Hugh Lane Gallery - Dublin.
Visiter une capitale européenne en un week-end, ça peut se faire. En un an, c'est mieux. J'ai donc décidé d'en profiter au maximum, de ne pas être timide (résolution vachement dure à tenir, pour le moment !) et de visiter pleiiin de trucs ! Je n'ai pas toujours le réflexe appareil photo, mais dans ce cas précis, il n'était pas autorisé...
Dimanche dernier, après une longue matinée au lit, s'est posée la question de : "quoi faire de ma journée ?" Certains musées dublinois sont gratuits pour tout le monde, tout le temps - je pense notamment aux fabuleux National Museums of Ireland et notamment celui consacré à l'archéologie, qui me verra souvent... - mais j'avais envie d'un truc plus petit, plus intime. Après une vérification des environs, il s'est avéré que le musée d'art moderne et contemporain, fondé par Mr. Hugh Lane en 1908, est à deux pas et est gratuit, lui aussi. Un imperméable plus tard, me voilà devant le bâtiment, tout près du Garden of Remembrance.
Première impression : c'est comme le Louvre ou le MAN, pas de moyens donc premier étage fermé. Jusque là je suis en terrain connu ! Là où ça se corse, c'est au niveau de l'exposition temporaire du moment, intitulée Revolutionary States - Home Rule & Modern Ireland. Alors oui, j'habite maintenant à Dublin et j'ai des notions d'histoire irlandaise (the Fenian, la proclamation de la République en 1949, la grande famine et les patates au XIXe siècle, tout ça dans un ordre qui n'est pas le bon) mais pour le coup, ça devenait trop précis pour pouvoir tout suivre. Que nenni ! A chaque salle, un grand panneau explique le contexte historique et aide à se replonger dans les luttes entre Irlandais et Anglais... et entre Irlandais et Irlandais. C'est pas simple.

## CONSIGNE 1
Ces affirmations concordent-elles avec le billet sur la Hugh Lane Gallery ? (a) Le musée a été fondé par Hugh Lane en 1908. (b) Le premier étage du musée était ouvert lors de la visite. (c) Les photos étaient autorisées dans le musée. Répondez par oui ou non, en citant chaque fois les mots décisifs du billet.

## LISTE FOURNIE

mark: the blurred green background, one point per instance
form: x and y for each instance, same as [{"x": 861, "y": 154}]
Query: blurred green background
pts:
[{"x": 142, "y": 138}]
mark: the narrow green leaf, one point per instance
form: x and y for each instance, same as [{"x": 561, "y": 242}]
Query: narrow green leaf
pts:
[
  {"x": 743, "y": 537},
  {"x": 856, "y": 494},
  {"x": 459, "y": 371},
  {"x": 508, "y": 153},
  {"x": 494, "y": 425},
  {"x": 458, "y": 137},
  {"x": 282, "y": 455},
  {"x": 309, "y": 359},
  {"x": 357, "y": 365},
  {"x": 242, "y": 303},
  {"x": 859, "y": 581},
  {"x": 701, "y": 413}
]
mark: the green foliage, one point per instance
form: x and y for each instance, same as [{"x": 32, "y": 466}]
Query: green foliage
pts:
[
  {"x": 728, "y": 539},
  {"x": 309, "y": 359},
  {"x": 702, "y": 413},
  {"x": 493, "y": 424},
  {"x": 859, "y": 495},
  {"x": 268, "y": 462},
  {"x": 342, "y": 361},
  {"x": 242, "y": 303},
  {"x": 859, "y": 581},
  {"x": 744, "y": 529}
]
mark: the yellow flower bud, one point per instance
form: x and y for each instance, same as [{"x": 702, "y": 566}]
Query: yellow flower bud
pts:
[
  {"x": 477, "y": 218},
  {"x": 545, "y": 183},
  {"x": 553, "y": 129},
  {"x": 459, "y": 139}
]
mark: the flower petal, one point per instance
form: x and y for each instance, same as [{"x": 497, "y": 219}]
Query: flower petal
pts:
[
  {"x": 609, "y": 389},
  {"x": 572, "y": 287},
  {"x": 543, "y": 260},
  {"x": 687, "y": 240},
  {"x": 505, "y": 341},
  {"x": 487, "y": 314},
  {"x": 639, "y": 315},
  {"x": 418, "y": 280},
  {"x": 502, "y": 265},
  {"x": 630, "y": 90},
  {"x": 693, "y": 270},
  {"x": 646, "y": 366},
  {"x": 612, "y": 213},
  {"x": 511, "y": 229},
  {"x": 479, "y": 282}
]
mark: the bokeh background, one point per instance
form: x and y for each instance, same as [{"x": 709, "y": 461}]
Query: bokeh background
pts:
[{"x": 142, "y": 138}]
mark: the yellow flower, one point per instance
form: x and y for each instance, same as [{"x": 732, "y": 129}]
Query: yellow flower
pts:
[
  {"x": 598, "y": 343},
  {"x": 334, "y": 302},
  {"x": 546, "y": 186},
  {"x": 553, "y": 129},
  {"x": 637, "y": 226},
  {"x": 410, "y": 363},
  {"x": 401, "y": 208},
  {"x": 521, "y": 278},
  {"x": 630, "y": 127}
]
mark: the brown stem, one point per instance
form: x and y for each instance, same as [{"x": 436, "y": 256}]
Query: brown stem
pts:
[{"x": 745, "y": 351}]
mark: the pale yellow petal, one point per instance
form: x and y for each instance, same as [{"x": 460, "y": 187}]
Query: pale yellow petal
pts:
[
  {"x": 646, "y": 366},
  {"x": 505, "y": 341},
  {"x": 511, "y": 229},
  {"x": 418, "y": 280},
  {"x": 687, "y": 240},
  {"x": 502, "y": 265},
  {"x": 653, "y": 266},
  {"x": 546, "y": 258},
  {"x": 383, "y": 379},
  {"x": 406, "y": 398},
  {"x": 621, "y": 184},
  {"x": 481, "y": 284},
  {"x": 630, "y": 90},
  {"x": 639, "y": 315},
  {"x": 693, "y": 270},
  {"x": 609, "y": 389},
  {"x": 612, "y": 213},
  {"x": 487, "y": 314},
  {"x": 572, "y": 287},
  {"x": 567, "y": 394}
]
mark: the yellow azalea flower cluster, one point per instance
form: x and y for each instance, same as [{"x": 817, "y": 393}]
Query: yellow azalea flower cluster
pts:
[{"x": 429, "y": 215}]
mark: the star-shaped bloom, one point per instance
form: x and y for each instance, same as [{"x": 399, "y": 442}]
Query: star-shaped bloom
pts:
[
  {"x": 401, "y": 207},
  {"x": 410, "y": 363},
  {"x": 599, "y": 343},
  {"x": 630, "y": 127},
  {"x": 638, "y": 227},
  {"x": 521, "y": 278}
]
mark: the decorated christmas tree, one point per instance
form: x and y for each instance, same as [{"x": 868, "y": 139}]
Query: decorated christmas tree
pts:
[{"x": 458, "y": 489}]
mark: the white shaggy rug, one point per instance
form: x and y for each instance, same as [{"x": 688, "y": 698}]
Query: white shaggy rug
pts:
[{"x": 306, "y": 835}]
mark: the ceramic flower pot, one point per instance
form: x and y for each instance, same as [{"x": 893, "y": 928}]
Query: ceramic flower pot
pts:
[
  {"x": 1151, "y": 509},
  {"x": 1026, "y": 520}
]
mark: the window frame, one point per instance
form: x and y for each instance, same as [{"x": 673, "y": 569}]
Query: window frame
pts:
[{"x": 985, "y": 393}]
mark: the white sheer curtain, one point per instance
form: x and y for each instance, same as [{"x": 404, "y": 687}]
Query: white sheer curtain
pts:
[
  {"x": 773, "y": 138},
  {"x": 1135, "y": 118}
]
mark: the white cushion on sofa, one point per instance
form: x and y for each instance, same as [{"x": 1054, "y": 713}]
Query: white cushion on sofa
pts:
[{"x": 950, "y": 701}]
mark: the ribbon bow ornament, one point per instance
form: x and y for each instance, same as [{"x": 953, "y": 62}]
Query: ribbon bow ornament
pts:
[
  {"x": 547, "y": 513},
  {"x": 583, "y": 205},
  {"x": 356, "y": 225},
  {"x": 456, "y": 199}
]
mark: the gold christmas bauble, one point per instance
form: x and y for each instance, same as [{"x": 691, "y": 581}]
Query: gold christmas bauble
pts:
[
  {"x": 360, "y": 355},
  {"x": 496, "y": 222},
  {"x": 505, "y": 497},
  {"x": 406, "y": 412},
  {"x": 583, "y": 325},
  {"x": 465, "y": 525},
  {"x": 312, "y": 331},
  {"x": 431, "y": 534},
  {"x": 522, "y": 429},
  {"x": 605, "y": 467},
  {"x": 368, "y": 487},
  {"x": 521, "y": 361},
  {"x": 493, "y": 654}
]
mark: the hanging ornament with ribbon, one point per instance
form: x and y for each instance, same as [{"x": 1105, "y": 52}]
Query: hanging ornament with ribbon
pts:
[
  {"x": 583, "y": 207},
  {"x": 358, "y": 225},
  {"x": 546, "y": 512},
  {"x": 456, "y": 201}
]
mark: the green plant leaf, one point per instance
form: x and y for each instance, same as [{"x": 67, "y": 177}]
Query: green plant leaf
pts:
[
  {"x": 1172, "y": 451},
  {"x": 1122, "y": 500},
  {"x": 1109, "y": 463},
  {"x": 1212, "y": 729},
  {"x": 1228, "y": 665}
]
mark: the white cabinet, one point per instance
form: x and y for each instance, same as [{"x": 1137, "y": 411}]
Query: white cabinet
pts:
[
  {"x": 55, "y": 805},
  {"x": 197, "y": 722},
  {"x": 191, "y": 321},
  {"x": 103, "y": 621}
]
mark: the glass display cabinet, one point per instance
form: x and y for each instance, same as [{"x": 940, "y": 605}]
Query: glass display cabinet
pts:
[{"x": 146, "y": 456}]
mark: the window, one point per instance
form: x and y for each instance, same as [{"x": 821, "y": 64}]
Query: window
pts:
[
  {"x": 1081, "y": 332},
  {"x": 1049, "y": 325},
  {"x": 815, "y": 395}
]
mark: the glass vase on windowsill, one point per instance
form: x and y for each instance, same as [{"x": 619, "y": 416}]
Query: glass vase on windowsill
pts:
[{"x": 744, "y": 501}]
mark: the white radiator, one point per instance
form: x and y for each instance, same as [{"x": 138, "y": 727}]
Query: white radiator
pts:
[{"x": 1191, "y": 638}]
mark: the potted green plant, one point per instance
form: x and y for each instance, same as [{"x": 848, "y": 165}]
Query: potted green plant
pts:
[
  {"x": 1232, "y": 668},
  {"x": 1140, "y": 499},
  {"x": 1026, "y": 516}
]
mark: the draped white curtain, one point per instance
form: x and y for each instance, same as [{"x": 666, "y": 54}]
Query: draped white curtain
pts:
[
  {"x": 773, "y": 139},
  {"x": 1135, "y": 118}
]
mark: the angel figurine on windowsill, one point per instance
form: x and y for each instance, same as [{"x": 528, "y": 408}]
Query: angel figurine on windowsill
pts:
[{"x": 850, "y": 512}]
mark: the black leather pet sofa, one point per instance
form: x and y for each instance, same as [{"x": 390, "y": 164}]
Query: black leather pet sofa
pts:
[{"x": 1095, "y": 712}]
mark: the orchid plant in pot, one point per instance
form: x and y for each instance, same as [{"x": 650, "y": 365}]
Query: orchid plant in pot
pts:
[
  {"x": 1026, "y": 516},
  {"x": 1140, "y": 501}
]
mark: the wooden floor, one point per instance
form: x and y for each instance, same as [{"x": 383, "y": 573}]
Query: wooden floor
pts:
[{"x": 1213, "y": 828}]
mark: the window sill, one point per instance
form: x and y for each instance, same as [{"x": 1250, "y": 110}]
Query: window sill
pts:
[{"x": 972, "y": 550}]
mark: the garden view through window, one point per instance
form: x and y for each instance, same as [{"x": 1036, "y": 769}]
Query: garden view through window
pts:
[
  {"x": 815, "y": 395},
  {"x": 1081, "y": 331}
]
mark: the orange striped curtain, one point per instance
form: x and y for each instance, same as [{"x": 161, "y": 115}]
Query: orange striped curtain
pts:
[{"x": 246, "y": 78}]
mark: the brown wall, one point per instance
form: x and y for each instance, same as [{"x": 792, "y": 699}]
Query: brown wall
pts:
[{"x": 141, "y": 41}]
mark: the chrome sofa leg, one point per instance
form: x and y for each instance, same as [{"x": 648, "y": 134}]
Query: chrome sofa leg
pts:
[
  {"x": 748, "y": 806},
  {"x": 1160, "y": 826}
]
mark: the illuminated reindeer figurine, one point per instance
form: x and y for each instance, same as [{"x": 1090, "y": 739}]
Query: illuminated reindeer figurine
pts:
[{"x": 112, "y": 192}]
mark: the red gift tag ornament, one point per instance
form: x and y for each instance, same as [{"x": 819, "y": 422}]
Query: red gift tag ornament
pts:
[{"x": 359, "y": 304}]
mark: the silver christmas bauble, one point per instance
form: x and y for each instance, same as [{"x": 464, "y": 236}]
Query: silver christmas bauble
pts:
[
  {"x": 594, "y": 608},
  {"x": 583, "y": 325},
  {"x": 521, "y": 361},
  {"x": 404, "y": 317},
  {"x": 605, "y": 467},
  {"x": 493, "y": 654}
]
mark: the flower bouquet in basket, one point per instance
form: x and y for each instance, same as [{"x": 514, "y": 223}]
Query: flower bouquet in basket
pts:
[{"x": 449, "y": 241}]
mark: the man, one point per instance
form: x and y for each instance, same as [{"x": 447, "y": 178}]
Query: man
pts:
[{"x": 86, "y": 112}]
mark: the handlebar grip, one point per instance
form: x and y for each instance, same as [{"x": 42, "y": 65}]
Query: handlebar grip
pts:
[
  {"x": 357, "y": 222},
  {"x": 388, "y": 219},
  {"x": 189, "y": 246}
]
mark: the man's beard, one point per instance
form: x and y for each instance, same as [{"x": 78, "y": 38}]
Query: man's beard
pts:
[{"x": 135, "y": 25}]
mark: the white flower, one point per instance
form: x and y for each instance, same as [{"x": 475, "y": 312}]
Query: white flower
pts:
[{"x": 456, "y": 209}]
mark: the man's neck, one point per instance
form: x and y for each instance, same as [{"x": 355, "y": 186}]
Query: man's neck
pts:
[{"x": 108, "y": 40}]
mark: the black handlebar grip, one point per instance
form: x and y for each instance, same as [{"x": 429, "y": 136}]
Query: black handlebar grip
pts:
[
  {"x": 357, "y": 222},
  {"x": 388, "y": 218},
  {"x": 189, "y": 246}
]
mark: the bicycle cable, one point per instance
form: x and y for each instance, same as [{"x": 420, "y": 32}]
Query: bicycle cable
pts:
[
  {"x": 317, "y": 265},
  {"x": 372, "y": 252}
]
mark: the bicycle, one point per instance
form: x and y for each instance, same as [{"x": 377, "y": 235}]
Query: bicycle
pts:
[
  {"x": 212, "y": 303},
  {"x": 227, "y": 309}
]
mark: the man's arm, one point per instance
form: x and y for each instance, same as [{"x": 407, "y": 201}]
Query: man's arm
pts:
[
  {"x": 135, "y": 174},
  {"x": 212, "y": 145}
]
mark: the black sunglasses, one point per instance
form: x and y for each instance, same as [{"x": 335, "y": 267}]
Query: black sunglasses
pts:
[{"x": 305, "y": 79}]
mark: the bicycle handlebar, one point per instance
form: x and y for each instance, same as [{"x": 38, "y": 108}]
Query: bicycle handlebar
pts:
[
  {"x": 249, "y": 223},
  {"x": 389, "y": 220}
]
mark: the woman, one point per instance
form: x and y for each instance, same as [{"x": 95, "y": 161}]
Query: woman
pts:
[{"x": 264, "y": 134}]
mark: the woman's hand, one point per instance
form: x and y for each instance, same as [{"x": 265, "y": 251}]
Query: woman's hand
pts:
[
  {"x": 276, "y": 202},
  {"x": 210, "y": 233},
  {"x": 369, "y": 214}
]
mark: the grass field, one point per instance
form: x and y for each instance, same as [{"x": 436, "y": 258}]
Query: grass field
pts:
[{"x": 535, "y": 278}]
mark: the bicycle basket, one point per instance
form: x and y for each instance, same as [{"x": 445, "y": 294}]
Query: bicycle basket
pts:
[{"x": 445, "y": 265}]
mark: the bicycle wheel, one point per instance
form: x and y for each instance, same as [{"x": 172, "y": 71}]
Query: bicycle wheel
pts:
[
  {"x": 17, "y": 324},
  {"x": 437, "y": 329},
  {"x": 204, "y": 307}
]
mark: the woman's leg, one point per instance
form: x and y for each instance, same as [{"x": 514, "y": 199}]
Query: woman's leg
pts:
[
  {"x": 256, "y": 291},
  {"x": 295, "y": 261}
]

## CONSIGNE 2
Quelles lignes de la liste contiennent la chaîne "bicycle" ? Recopiez-les toutes, en tenant compte de la casse.

## RÉPONSE COMPLÈTE 1
(a) Oui : « fondé par Mr. Hugh Lane en 1908 ».
(b) Non : « premier étage fermé ».
(c) Non : « dans ce cas précis, il n'était pas autorisé ».

## RÉPONSE COMPLÈTE 2
mark: the bicycle cable, one point per instance
Query: bicycle cable
mark: the bicycle, one point per instance
Query: bicycle
mark: the bicycle handlebar, one point per instance
Query: bicycle handlebar
mark: the bicycle basket, one point per instance
Query: bicycle basket
mark: the bicycle wheel, one point per instance
Query: bicycle wheel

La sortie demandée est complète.